#### Selected extract:

========================

# Multivitamins



## cornking4 (Jul 25, 2009)

Any ideas on what multivitamins to use/avoid? I've got a basic calcium/d3 for my snakes but I also bought a 2:0 insectivore multi which contains:
34% calcium
480,000 IU vitamin A
48,000 IU vitamin d3
5,000 mg vitamin C
1,000 mg beta carotene

Obviously I only give his food a light sprinkle once a week, but I'm just wondering if 1,000 mg of carotene is a bit much.


----------



## MIKE-ZILLA (Jul 25, 2009)

check out the care sheets on this site regarding diet. also if your feeding rodents several times/week Ive heard from others on this site that you dont need calcium supplements. If you have a hatchling and are feeding dusted crickets ect. then I would use calcium/phosphorus 2:1 (which also contains vitamins a,c,and d3


----------



## cornking4 (Jul 25, 2009)

I've already got the diet laid down (60% veggies, 20% fruits, and 20% cockroaches). I don't feed rodents so he definitely needs a vitamin. The beta carotene was the only one I was really questioning.


----------



## lazyjr52 (Jul 27, 2009)

cornking4 said:


> I've already got the diet laid down (60% veggies, 20% fruits, and 20% cockroaches). I don't feed rodents so he definitely needs a vitamin. The beta carotene was the only one I was really questioning.




Is this diet for your tegu or did I misread this topic? The reason I ask becuase you stated 60% veggies.


----------



## Jer723 (Jul 27, 2009)

========================

#### Stated goal 1:
Could you copy the multivitamins thread in full, word for word?
The multivitamins thread has no connection to the records.

========================

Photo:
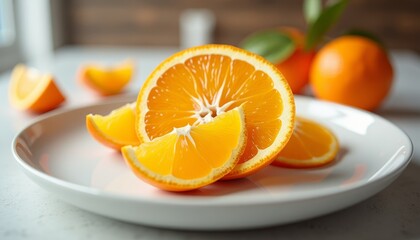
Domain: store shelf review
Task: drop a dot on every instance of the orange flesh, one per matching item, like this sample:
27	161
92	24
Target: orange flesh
319	141
115	129
310	145
204	84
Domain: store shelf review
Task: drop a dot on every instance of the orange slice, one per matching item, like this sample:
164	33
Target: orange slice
200	83
115	129
191	156
311	145
34	91
107	80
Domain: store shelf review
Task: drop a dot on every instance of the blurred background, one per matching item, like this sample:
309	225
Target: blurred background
34	28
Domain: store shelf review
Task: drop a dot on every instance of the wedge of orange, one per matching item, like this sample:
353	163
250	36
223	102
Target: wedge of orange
115	129
196	85
33	90
311	145
190	157
107	80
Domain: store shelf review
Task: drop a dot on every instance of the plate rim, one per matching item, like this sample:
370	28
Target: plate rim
203	200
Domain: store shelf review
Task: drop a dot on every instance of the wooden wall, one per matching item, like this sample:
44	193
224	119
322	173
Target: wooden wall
156	22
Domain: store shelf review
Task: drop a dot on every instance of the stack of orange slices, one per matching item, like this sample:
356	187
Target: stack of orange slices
34	91
208	113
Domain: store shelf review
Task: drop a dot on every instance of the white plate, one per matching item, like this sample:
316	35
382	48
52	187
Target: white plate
58	153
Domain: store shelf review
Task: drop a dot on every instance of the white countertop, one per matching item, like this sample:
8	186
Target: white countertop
29	212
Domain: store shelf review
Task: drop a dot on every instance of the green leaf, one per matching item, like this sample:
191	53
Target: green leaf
273	45
311	10
366	34
324	22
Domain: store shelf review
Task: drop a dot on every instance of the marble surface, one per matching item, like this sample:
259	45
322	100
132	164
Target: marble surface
29	212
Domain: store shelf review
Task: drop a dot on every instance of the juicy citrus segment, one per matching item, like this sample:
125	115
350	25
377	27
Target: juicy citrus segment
115	129
191	156
352	70
33	91
212	79
311	145
107	80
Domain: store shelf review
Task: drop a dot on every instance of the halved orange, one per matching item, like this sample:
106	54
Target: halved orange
116	129
190	157
197	84
107	80
33	90
311	145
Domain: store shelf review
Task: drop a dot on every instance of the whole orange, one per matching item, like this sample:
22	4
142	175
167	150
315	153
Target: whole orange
296	67
352	70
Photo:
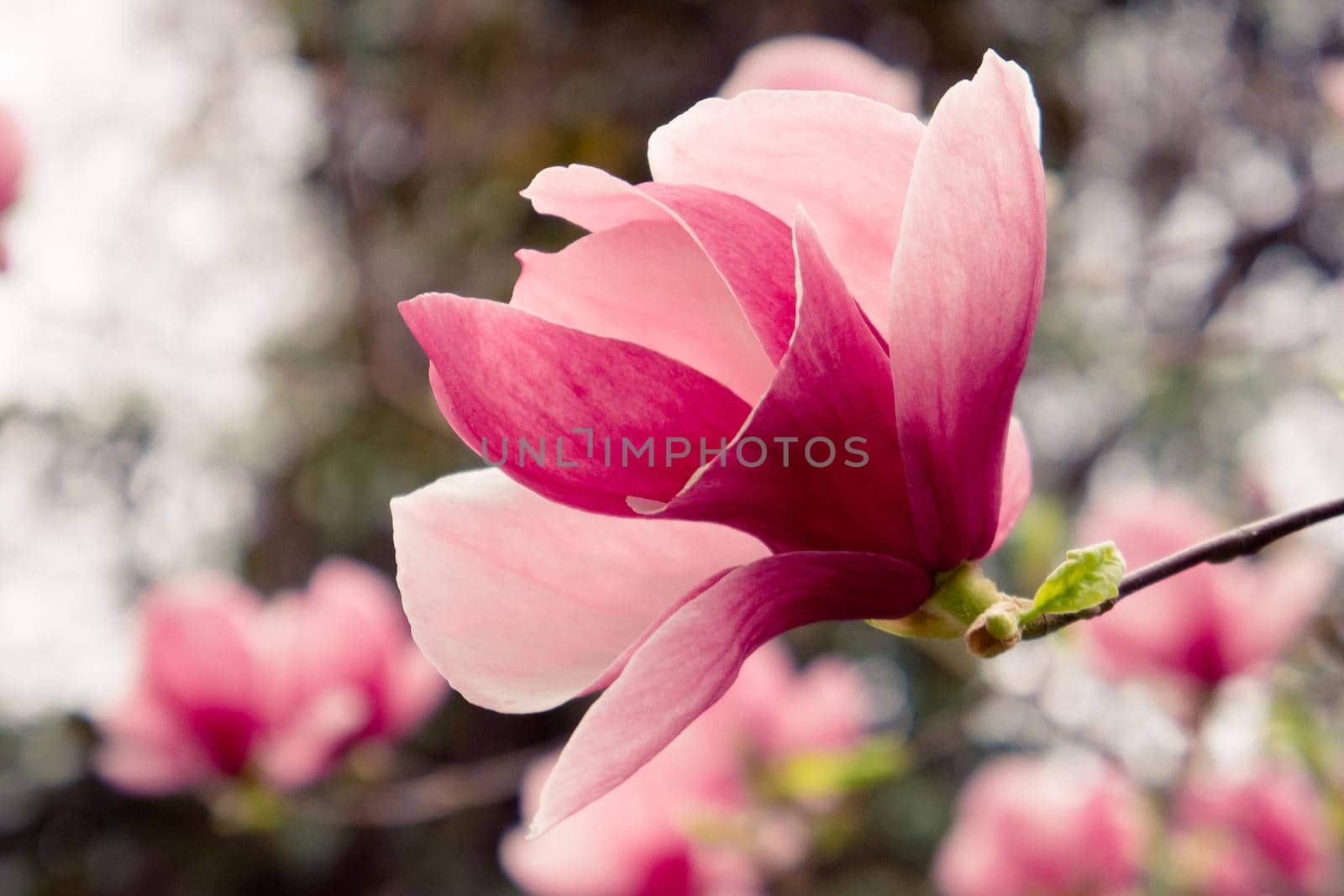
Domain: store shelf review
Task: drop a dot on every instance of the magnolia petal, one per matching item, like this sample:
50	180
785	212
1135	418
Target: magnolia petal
812	62
523	604
965	289
1016	490
147	752
748	246
649	284
835	385
198	645
501	374
780	149
691	658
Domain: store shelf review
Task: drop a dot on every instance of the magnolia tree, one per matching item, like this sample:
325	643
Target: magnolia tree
770	387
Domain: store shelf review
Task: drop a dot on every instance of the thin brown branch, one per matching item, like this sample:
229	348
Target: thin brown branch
1240	543
429	797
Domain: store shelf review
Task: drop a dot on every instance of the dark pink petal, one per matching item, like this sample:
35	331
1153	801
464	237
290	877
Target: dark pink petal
503	374
648	282
691	658
965	291
1016	490
523	604
846	159
835	385
749	248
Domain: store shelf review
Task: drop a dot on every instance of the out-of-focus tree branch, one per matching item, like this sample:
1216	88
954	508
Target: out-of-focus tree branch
1240	543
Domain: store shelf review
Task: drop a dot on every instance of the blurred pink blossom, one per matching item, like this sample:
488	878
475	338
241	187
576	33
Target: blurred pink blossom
1209	622
1045	828
696	316
232	685
1263	835
1330	85
655	835
812	62
11	168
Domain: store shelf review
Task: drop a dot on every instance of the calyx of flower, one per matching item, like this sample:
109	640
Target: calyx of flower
968	605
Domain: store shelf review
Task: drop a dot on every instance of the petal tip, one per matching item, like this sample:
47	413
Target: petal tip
645	506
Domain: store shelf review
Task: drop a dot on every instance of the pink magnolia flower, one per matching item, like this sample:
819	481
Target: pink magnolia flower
694	318
1263	835
1209	622
232	685
640	840
1045	828
11	167
812	62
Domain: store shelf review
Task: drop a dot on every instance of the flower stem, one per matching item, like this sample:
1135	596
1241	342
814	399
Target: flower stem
1240	543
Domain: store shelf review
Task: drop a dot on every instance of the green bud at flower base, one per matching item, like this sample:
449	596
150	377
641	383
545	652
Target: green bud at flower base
968	605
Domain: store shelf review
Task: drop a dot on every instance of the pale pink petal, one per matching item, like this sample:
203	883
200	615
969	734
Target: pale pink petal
625	844
692	658
11	159
746	246
812	62
1016	490
503	374
413	689
965	289
523	604
649	284
353	622
846	159
820	490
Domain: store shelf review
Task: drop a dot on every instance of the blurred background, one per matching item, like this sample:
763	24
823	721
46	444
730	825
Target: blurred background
202	367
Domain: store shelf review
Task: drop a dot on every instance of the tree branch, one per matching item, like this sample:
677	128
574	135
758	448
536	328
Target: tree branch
1240	543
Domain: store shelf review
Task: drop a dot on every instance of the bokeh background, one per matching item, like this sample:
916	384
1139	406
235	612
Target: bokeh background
202	364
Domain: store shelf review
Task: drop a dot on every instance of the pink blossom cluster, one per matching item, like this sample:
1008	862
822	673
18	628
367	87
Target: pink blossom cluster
1209	622
1065	826
232	685
689	822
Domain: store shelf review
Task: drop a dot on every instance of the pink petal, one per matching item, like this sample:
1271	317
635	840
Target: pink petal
308	743
1294	582
832	385
812	62
145	748
824	707
844	157
691	658
523	604
649	284
414	691
353	622
748	246
613	848
197	644
1016	490
965	289
503	374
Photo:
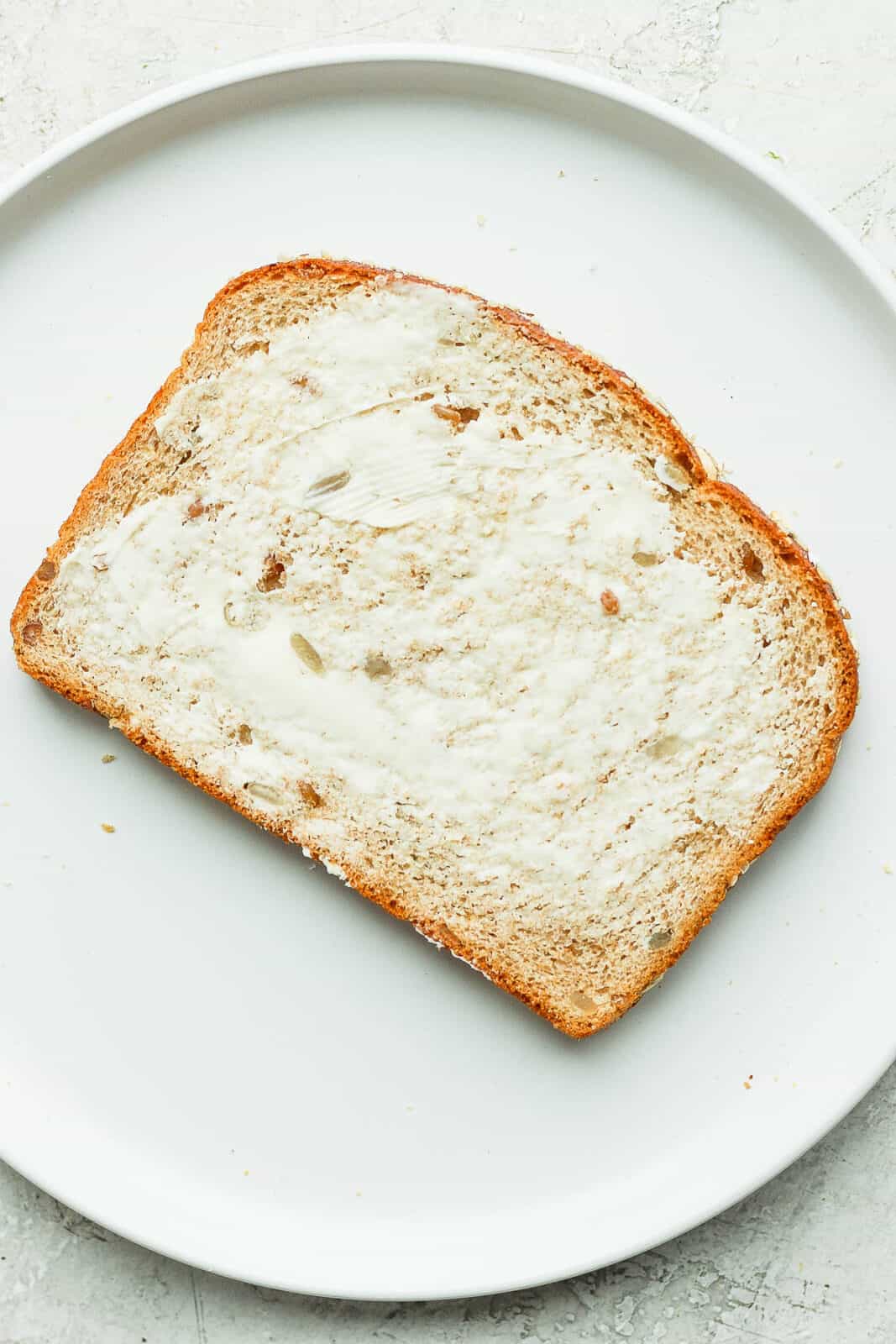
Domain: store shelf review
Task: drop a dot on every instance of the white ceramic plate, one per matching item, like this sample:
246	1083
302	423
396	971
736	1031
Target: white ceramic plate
207	1043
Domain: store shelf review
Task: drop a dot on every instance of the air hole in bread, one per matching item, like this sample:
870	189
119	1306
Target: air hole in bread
752	564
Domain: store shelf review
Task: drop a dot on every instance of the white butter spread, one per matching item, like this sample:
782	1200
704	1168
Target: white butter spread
422	521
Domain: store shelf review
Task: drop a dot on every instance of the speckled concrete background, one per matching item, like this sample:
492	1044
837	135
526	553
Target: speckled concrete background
813	82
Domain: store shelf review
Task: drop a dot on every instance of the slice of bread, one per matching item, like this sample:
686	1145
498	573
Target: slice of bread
452	605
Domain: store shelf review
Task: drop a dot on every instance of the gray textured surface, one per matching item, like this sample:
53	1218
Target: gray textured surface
810	1257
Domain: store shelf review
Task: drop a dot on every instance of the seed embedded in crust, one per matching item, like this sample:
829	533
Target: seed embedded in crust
376	667
327	486
309	795
458	417
308	654
273	575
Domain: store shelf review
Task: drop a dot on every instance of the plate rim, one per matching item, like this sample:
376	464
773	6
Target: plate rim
611	91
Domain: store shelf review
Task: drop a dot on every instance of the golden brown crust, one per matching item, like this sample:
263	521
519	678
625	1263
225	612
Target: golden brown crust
678	448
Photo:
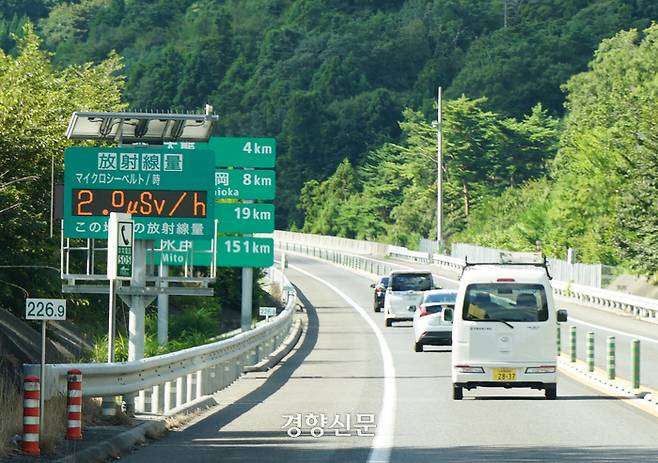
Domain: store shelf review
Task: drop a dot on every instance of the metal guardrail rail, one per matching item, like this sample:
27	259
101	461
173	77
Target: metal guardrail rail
166	382
641	307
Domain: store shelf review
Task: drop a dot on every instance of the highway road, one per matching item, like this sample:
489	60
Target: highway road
349	364
602	323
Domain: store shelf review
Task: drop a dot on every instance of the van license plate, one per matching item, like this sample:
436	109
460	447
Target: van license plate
504	374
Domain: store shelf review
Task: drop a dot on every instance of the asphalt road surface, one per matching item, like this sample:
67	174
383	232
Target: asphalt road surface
349	365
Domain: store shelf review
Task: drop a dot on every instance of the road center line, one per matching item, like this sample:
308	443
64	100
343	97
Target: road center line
380	451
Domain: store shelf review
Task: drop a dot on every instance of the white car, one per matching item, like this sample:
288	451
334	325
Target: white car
429	326
504	327
405	290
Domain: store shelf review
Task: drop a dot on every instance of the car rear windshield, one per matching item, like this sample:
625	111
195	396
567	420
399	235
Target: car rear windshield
440	297
437	308
411	282
510	302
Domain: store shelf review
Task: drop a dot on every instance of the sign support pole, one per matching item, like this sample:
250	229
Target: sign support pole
136	325
43	378
247	292
163	308
112	320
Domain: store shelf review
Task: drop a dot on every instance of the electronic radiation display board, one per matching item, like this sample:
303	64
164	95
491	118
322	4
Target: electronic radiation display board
169	193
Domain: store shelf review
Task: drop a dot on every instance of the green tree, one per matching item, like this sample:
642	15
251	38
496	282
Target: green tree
35	106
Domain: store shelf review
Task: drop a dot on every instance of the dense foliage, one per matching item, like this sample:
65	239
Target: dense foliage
588	183
348	89
36	103
330	79
35	106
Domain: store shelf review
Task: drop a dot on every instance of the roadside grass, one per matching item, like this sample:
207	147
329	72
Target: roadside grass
11	423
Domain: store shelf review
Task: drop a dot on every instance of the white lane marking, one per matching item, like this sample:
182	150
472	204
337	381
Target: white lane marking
623	333
380	452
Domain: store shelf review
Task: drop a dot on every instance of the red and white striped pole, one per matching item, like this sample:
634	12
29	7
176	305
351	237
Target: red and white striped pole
31	394
74	405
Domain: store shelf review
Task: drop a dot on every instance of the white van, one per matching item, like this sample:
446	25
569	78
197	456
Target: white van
405	292
504	330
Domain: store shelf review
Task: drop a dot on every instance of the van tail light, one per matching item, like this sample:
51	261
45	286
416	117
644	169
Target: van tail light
541	369
468	369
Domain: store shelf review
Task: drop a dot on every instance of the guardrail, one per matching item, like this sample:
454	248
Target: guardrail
166	382
641	307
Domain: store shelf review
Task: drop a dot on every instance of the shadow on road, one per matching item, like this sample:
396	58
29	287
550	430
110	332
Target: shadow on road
278	378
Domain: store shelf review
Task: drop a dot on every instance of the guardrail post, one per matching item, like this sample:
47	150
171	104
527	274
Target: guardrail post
199	383
179	391
590	351
156	399
635	362
109	406
612	361
190	387
167	397
31	397
140	402
572	343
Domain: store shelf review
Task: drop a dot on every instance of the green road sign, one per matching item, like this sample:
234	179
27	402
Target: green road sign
124	261
244	218
161	188
245	184
245	251
234	151
182	252
243	151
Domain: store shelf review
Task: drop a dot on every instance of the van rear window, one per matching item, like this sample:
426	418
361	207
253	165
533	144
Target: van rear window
510	302
411	282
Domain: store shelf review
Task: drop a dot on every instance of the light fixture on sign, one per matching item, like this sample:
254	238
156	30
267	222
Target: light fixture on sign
150	128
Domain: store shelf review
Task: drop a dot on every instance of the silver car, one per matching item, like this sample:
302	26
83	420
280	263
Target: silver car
429	327
405	290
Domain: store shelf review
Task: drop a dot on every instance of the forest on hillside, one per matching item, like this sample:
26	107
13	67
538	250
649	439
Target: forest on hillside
548	106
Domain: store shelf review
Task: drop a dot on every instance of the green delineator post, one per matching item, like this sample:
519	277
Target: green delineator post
612	361
590	351
635	362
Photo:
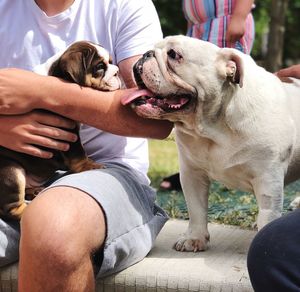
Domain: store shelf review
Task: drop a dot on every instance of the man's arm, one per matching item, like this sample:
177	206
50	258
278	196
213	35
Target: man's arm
22	91
292	71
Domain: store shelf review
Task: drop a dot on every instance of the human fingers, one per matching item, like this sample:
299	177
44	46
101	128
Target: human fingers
293	71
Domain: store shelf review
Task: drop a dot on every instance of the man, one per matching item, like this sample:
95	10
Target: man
96	222
274	255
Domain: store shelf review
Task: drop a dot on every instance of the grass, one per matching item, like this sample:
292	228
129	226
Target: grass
225	206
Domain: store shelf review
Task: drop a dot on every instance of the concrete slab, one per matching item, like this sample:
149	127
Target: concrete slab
221	268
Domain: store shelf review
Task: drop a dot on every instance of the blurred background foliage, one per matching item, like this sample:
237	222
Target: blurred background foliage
173	22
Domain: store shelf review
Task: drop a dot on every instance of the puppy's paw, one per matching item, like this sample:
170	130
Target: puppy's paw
185	243
13	211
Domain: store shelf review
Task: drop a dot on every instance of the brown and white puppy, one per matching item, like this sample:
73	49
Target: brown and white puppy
234	122
23	175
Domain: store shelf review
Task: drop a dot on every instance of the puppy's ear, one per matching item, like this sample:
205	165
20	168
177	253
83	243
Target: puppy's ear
70	67
231	65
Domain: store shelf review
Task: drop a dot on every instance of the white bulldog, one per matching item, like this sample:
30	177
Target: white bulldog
234	122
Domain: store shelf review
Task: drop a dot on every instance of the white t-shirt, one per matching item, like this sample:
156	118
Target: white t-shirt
125	28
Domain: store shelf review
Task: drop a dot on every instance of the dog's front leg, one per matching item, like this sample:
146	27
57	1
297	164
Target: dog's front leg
195	186
268	191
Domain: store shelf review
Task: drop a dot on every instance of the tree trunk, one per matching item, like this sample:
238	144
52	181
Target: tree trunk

========================

#### Stated goal 2:
Which lines of the records contain the string "stem"? Collect each such line.

#### Correct response 1:
# Multivitamins



## cornking4 (Jul 25, 2009)

Any ideas on what multivitamins to use/avoid? I've got a basic calcium/d3 for my snakes but I also bought a 2:0 insectivore multi which contains:
34% calcium
480,000 IU vitamin A
48,000 IU vitamin d3
5,000 mg vitamin C
1,000 mg beta carotene

Obviously I only give his food a light sprinkle once a week, but I'm just wondering if 1,000 mg of carotene is a bit much.


----------



## MIKE-ZILLA (Jul 25, 2009)

check out the care sheets on this site regarding diet. also if your feeding rodents several times/week Ive heard from others on this site that you dont need calcium supplements. If you have a hatchling and are feeding dusted crickets ect. then I would use calcium/phosphorus 2:1 (which also contains vitamins a,c,and d3


----------



## cornking4 (Jul 25, 2009)

I've already got the diet laid down (60% veggies, 20% fruits, and 20% cockroaches). I don't feed rodents so he definitely needs a vitamin. The beta carotene was the only one I was really questioning.


----------



## lazyjr52 (Jul 27, 2009)

cornking4 said:


> I've already got the diet laid down (60% veggies, 20% fruits, and 20% cockroaches). I don't feed rodents so he definitely needs a vitamin. The beta carotene was the only one I was really questioning.




Is this diet for your tegu or did I misread this topic? The reason I ask becuase you stated 60% veggies.


----------



## Jer723 (Jul 27, 2009)

#### Correct response 2:
Task: drop a dot on every instance of the flower stem, one per matching item, like this sample:
Target: flower stem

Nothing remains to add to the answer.